* _Dataset_:
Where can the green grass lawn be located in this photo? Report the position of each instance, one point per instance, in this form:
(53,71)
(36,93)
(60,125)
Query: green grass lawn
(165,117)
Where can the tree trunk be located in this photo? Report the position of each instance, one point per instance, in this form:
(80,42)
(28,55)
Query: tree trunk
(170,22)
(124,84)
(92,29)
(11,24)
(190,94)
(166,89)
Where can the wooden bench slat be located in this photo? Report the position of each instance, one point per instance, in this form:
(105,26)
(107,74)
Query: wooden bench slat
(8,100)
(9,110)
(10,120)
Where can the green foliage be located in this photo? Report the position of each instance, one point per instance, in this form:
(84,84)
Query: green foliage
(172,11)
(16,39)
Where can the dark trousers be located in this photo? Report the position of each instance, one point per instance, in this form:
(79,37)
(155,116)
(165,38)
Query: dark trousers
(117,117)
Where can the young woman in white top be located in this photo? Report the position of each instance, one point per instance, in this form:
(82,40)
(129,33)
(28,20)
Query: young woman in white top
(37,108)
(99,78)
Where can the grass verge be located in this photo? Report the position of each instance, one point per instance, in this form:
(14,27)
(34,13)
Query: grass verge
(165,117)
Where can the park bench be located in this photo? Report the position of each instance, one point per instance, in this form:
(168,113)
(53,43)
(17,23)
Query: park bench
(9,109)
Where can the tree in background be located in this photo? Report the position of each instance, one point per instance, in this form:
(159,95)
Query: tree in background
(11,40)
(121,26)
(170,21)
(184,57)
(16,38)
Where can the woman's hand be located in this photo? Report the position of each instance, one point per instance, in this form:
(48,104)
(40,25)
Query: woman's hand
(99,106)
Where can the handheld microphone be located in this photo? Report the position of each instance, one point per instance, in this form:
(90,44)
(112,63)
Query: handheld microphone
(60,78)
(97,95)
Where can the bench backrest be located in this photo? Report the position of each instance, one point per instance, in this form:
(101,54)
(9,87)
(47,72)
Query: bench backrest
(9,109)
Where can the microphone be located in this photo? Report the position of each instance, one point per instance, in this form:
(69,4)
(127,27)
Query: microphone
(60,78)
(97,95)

* _Problem description_: Retype the material in full, character for character.

* _Expected output_:
Where can the green grass lawn be located in this photo? Report the position of each instance, one point per instance, in this form:
(53,71)
(36,93)
(60,125)
Query: green grass lawn
(165,117)
Where can the tree trunk be located in this photo? Report the position of each instance, one point per instance, in this form:
(80,42)
(28,55)
Query: tree trunk
(170,22)
(124,84)
(92,29)
(11,24)
(190,94)
(166,89)
Where can the wooden bench slat be located in this photo? Report the position of each instance, one point per instance, in this form:
(105,26)
(107,74)
Query: wooden bench slat
(8,100)
(9,110)
(10,120)
Where can the green foliage be located in this photo? Report the position of each instance, one point per instance, in this form:
(84,84)
Query: green foliage
(172,11)
(16,39)
Where can the dark trousers be located in this photo? Report the position of each instance, one point per instance, in this form:
(79,37)
(155,116)
(165,38)
Query: dark trousers
(117,117)
Where can the young woman in white top be located in this photo? Report the position of each instance, one point per instance, in this form:
(82,40)
(129,33)
(28,20)
Query: young woman in white top
(37,108)
(99,78)
Where can the grass verge be located in this photo? Report the position of each instance, one point per instance, in this form:
(14,27)
(34,13)
Query: grass verge
(165,117)
Where can the park bench be located in this photo? Report the position of each instance, one point per instance, in this form:
(168,113)
(53,43)
(17,23)
Query: park bench
(9,109)
Where can the tree in background be located in this photo? Report the position of each instance, one point per instance, in this form:
(159,95)
Query: tree in background
(11,40)
(121,26)
(170,21)
(184,57)
(16,38)
Where can the woman's hand be located in this photo? Report the position of each instance, one point per instance, in this form:
(48,104)
(40,25)
Query: woman's hand
(99,106)
Where can the handheld microphone be located in this photo? Report the position of each instance, one point per instance, in this form:
(90,44)
(112,63)
Query: handheld microphone
(60,78)
(97,95)
Where can the bench backrest be located in this photo? Report the position of each instance, one point per instance, in this form:
(101,54)
(9,87)
(47,72)
Query: bench backrest
(9,109)
Where can the microphone be located in this photo? Report the position of each instance, one point per instance, in this form:
(69,4)
(127,27)
Query: microphone
(60,78)
(97,95)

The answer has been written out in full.